Exercise:
Can you reproduce the data beneath, keeping every line exact?

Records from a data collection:

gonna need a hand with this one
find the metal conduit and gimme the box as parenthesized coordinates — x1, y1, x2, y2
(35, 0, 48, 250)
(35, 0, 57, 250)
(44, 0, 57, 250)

Response area:
gonna need a hand with this one
find the metal conduit and gimme the box as parenthesized coordinates — x1, y1, x2, y2
(35, 0, 48, 250)
(35, 0, 57, 250)
(44, 0, 57, 250)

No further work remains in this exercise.